I personally believe that all living organisms feel pain and have emotions. Albeit some of these reactions might be rudimentary....


----------



## macclellan (Dec 22, 2006)

Ed - I agree that it is natural for us to associate the withdrawal reflex from the feeling of pain. After all, they are very closely associated in us (they happen almost at the same time). But we aren't snails. Reactions and pain/emotions aren't the same thing. In our own case, the withdrawal reflex occurs _before_ the perception of pain. Experiments confirm that temporarily unconscious organisms still exhibit withdrawal behavior (i.e., they still pull back, even though they can't feel). 

They/we don't _learn_ to react, we just react. Much behavior is stereotyped (genetically programmed). Stick an infant's hand on the stove (no, I'm not suggesting actually doing this!) - they will retract it even the first time. So, this is not the result of learning. 

You're entitled to your beliefs, but it's an odd view to think all organisms feel pain and have emotions. Best we can tell, these phenomena only occur in brains (and maybe collections of ganglia), and most organisms don't have either. In fact, the term "nociception" was coined specifically to distinguish the physiological neurological processes for registering noxious stimuli form the psychological experience thereof (and there is lots of evidence that this neurological process can occur without the psychological state). I wouldn't exactly rely on wikipedia for authoritative statements about anything. Nonetheless, what you quoted is true in organisms that can feel pain, which is the minority of organisms. 

The best evidence suggests that all vertebrates are sentient but that most invertebrates are not sentient, and this leads to the consensus view in the scientific community. Insects continue to feed while being fed upon, use damaged limbs, etc. none of which they'd do if it hurt. Furthermore, their behaviors are stereotyped (genetically programmed) so the learning function of adapting to painful stimuli seems absent as well. Evidence for crustaceans is mixed. There was a neat study done last year suggesting that hermit crabs are sentient ("Pain experience in hermit crabs?" _Animal Behavior_). But most mollusks (again, with the exception of cephalopods) have less neural hardware and are less motile, decreasing the evolutionary functionality of pain perception. For now, I'll give my shrimp the benefit of the doubt, but not snails in the absence of any evidence.


----------



## Olskule (Jan 28, 2010)

Diana said:


> ...Puffers will eventually nip or kill your other fish. Do not add a puffer to the tank. Get a separate tank, and harvest the snails from the one tank to feed to the puffer...

**EXTRACTED MATERIAL**
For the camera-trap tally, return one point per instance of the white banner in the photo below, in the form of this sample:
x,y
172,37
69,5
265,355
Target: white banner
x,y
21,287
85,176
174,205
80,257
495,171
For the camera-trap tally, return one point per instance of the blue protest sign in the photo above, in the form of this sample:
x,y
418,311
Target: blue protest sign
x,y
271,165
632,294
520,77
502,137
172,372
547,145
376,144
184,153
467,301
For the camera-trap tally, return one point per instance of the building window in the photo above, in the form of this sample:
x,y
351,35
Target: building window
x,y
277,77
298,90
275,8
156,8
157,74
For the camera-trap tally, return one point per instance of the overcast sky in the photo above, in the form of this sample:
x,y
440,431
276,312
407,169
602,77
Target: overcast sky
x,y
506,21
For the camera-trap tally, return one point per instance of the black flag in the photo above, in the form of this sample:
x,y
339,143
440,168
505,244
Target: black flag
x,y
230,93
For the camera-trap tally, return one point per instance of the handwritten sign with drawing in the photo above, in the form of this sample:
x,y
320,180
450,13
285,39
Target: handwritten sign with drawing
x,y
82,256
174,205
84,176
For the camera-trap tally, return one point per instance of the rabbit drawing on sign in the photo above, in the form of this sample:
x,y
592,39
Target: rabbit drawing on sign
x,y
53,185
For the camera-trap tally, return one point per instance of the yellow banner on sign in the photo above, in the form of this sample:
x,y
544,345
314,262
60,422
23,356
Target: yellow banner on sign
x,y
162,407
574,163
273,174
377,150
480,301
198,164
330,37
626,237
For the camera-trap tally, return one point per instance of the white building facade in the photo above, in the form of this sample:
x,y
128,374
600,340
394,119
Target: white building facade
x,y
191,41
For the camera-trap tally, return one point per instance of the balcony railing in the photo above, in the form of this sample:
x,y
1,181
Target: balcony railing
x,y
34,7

**WHAT THE TASK REQUIRES**
Rewrite the stretch of the forum thread about animal pain from "Ed - I agree" through "they can't feel).", changing "withdrawal reflex" to "retraction reflex".

**FINISHED TASK**
Ed - I agree that it is natural for us to associate the retraction reflex from the feeling of pain. After all, they are very closely associated in us (they happen almost at the same time). But we aren't snails. Reactions and pain/emotions aren't the same thing. In our own case, the retraction reflex occurs _before_ the perception of pain. Experiments confirm that temporarily unconscious organisms still exhibit withdrawal behavior (i.e., they still pull back, even though they can't feel).